Items from a dataset
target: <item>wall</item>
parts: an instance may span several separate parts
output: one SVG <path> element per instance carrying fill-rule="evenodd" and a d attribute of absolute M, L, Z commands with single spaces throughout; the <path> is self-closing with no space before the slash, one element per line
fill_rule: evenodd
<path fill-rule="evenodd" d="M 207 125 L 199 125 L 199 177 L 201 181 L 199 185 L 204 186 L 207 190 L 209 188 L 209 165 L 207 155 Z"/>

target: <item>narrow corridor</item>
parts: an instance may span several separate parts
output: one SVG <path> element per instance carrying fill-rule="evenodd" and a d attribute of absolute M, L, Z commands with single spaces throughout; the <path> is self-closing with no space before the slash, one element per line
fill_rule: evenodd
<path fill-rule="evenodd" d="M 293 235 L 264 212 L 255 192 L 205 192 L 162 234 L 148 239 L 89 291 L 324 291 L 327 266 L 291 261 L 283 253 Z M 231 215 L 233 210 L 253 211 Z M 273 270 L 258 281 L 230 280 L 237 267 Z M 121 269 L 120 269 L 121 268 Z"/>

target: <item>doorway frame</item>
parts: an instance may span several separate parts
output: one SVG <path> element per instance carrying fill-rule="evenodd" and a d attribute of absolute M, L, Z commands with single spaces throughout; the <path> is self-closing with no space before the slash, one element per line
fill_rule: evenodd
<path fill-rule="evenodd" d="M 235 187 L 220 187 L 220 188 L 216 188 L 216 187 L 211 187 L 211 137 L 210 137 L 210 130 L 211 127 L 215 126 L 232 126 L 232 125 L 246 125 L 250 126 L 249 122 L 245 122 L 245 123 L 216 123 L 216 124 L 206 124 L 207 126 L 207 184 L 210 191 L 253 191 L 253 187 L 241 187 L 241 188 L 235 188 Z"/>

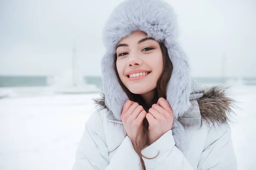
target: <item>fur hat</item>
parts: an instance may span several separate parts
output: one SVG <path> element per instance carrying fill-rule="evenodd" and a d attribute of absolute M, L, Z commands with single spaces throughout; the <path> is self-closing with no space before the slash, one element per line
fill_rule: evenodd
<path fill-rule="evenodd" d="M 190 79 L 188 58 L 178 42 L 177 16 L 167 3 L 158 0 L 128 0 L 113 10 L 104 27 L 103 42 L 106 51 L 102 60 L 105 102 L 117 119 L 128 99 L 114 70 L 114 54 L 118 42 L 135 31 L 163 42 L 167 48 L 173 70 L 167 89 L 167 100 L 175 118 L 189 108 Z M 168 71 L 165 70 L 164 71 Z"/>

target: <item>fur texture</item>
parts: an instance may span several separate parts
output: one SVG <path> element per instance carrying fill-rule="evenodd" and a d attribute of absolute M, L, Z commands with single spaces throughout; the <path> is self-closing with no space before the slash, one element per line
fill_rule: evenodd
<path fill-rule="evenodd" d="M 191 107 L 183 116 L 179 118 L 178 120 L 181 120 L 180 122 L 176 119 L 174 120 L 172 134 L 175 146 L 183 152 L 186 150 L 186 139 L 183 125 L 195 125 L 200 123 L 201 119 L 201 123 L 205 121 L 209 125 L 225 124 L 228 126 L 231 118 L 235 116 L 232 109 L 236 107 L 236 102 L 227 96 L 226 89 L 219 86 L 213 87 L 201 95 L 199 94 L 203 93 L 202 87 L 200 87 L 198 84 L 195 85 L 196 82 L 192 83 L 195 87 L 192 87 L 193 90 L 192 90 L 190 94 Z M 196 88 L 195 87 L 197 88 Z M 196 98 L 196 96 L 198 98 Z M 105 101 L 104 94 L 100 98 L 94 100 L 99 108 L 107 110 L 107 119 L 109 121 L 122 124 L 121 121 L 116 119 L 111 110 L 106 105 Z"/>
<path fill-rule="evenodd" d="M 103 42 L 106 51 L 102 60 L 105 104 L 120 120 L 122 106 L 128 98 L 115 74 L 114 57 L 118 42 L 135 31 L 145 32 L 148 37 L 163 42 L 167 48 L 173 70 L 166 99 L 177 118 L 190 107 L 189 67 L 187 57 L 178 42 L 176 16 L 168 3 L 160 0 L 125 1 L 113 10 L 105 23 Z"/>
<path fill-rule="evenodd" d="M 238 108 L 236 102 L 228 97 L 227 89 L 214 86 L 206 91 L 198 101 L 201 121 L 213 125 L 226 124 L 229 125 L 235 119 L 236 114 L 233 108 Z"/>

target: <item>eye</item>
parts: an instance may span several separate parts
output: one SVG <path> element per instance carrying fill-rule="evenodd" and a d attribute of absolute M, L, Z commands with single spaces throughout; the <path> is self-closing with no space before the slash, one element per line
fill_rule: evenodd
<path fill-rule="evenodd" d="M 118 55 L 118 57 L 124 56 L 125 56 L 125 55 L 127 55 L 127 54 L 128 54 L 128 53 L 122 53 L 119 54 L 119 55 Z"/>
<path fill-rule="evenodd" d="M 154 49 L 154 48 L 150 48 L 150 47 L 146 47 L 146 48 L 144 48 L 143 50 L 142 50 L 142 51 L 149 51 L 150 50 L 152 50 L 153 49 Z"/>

--

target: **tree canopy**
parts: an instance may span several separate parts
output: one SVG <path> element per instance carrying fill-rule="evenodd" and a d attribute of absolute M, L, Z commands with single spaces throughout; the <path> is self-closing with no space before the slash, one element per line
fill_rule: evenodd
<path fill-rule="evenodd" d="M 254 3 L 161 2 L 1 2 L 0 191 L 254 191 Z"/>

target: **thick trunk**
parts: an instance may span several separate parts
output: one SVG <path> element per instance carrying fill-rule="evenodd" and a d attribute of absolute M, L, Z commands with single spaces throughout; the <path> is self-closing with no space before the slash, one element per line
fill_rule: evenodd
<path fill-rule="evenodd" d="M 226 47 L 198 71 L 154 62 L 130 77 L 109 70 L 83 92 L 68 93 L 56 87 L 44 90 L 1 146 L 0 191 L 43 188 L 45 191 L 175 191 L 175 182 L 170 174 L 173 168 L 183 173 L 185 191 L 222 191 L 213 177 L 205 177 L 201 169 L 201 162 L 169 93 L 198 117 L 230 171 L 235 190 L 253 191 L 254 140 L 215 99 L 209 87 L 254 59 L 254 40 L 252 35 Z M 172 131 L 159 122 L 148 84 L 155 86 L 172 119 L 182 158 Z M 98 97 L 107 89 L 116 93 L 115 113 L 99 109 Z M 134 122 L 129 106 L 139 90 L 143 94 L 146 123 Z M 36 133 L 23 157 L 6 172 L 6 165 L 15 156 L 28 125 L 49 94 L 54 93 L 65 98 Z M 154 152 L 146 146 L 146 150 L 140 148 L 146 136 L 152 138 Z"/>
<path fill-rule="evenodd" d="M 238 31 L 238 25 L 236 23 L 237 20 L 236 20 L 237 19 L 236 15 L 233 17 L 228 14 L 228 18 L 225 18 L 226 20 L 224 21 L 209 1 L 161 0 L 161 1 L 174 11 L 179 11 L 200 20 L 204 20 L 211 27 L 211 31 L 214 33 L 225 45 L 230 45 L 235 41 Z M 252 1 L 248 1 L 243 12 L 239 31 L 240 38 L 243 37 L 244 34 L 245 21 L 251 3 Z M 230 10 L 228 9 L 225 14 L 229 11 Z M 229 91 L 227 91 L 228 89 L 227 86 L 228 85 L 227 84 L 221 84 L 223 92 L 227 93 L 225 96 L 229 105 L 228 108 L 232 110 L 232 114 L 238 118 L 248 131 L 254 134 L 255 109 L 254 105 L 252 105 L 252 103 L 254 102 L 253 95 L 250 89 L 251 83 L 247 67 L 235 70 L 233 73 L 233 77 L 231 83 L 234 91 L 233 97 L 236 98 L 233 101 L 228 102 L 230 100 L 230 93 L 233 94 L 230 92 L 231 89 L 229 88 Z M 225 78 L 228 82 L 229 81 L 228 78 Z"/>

→ **Task statement**: Identify every line of the records that contains the string "target", and copy each such line in full. Treat the match as case-sensitive.

→ **Finished answer**:
target: <item>wall</item>
target: <item>narrow corridor</item>
target: <item>doorway frame</item>
target: <item>fur hat</item>
target: <item>fur texture</item>
target: <item>eye</item>
target: **tree canopy**
target: **thick trunk**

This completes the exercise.